WORK TO DO
In the listing below, reproduce only the lines starting with the line that contains "Please trace the outline of every instance of the <item>black" and going on through the line that contains "M 125 77 L 125", both included, with the requests unchanged. Scale every coordinate in the answer outlines by 1.95 and round each to a whole number, halves up.
— begin —
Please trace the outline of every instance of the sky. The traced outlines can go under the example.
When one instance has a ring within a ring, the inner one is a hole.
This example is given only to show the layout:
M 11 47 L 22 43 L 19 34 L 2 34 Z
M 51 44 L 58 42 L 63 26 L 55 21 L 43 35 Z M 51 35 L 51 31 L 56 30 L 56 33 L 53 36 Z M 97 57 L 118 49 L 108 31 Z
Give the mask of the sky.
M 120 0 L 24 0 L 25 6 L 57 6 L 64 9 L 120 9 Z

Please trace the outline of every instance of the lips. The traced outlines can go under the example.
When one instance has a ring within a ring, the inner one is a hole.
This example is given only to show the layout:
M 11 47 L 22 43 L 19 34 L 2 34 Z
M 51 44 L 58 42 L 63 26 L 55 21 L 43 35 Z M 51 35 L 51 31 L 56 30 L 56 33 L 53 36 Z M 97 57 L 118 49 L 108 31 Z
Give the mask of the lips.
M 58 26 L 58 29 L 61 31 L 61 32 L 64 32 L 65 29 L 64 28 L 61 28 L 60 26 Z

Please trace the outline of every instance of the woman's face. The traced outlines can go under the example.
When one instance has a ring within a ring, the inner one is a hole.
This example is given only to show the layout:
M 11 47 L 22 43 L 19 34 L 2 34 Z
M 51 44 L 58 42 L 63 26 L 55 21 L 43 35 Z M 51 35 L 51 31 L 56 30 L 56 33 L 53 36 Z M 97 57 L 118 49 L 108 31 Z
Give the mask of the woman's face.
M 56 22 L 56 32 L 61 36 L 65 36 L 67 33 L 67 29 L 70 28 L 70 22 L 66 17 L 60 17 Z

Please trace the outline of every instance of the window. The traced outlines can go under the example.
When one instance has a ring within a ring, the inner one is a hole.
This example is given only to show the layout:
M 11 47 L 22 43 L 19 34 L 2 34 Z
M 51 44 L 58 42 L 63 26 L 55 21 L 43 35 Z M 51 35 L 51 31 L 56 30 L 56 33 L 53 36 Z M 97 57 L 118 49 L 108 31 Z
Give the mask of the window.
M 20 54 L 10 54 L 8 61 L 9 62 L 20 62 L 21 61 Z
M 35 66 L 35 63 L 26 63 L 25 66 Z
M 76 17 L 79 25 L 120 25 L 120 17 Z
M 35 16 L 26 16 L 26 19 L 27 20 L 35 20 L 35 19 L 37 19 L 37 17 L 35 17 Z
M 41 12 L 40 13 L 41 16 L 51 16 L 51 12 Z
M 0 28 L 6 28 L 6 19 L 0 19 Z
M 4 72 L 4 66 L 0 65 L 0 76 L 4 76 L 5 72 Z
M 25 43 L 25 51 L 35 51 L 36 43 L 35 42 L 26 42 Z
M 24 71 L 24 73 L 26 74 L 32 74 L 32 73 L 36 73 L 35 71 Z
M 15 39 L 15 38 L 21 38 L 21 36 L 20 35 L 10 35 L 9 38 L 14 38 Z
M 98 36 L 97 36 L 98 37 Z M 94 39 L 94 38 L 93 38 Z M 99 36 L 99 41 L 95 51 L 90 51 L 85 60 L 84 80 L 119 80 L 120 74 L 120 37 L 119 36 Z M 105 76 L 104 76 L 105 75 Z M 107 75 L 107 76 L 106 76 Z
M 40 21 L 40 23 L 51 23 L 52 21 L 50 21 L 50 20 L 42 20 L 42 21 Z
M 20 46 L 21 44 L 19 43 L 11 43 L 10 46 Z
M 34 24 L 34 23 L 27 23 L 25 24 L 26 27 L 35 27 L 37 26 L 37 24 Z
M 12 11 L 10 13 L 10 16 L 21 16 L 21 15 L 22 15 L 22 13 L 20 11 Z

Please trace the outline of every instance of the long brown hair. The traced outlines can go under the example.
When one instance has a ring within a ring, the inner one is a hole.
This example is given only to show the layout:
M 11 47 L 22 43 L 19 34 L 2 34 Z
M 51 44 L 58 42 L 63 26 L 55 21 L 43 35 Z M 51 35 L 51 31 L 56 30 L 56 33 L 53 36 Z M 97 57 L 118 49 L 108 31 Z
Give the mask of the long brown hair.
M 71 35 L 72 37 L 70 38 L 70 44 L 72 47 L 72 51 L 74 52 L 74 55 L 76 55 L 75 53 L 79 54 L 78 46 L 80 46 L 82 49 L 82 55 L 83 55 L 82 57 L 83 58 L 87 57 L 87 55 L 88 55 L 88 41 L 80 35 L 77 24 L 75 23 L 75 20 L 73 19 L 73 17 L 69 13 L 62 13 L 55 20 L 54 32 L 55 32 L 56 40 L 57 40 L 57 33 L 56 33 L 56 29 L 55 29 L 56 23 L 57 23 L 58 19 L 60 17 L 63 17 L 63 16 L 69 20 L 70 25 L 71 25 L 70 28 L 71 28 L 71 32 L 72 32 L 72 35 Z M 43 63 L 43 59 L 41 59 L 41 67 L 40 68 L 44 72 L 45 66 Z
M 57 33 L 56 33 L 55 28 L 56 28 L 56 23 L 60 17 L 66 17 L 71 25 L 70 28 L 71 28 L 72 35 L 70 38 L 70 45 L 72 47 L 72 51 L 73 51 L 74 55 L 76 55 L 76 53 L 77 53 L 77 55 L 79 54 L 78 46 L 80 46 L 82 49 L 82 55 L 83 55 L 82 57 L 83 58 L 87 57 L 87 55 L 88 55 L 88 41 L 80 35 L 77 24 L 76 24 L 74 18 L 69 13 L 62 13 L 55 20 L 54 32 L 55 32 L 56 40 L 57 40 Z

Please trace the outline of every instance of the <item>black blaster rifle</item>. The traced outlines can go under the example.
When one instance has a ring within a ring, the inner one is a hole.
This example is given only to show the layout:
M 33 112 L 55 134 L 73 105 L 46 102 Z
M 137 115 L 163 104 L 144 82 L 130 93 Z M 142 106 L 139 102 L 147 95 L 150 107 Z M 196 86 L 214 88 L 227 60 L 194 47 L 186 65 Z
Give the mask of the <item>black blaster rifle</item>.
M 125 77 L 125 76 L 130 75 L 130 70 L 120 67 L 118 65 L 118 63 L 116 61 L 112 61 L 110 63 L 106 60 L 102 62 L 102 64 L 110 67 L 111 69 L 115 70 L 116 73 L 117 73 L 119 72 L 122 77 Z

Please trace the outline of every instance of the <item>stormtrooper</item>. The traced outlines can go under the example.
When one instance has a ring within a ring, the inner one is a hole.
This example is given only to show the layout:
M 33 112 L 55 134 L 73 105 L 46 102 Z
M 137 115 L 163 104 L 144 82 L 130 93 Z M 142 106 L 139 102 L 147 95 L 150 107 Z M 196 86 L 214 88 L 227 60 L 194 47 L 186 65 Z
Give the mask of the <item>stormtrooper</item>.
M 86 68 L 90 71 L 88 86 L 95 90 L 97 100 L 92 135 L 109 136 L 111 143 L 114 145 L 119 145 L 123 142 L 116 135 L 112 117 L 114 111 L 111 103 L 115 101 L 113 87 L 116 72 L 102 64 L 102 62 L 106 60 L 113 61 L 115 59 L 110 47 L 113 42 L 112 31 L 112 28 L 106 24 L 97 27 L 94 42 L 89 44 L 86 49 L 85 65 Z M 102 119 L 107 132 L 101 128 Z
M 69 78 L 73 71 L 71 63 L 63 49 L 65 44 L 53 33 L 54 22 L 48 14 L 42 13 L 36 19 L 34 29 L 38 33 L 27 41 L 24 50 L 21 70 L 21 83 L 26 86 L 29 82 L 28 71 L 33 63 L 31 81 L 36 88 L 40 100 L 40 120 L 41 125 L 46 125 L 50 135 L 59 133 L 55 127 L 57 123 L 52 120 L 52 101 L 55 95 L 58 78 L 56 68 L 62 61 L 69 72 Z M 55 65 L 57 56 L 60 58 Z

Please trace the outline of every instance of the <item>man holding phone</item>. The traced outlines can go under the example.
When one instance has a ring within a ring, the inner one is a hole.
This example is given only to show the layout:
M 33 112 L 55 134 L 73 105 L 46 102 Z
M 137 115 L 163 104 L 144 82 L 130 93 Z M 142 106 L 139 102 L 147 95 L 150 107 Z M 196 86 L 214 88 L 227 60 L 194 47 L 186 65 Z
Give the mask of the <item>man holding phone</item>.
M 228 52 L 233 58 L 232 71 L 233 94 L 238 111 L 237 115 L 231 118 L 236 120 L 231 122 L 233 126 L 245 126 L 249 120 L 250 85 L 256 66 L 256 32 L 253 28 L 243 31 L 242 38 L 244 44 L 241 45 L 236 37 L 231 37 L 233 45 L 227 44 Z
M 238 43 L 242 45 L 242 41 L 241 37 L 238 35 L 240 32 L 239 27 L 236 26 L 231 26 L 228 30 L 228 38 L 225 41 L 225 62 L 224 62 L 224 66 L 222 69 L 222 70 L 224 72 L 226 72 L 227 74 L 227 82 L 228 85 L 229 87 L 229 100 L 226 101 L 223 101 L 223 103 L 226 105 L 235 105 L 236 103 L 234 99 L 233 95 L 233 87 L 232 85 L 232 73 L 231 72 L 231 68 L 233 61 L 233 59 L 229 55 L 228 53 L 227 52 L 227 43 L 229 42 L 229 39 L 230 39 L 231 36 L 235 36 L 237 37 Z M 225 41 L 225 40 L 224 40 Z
— end —
COMPLETED TASK
Please trace the outline of every instance of the <item>black blaster rifle</item>. The traced outlines can go under the example.
When one instance has a ring within a ring, the inner one is a hole.
This example is given only to show the layout:
M 33 112 L 55 134 L 73 105 L 46 102 Z
M 137 115 L 163 104 L 144 82 L 130 93 Z M 142 106 L 139 102 L 147 95 L 150 107 Z M 196 86 L 214 88 L 227 60 L 194 47 L 186 65 Z
Give the mask of the <item>black blaster rifle</item>.
M 244 150 L 244 148 L 254 146 L 254 137 L 234 131 L 230 127 L 230 123 L 226 119 L 218 119 L 215 123 L 207 117 L 199 121 L 199 125 L 215 131 L 216 135 L 224 137 L 226 142 L 228 142 L 232 140 L 238 150 Z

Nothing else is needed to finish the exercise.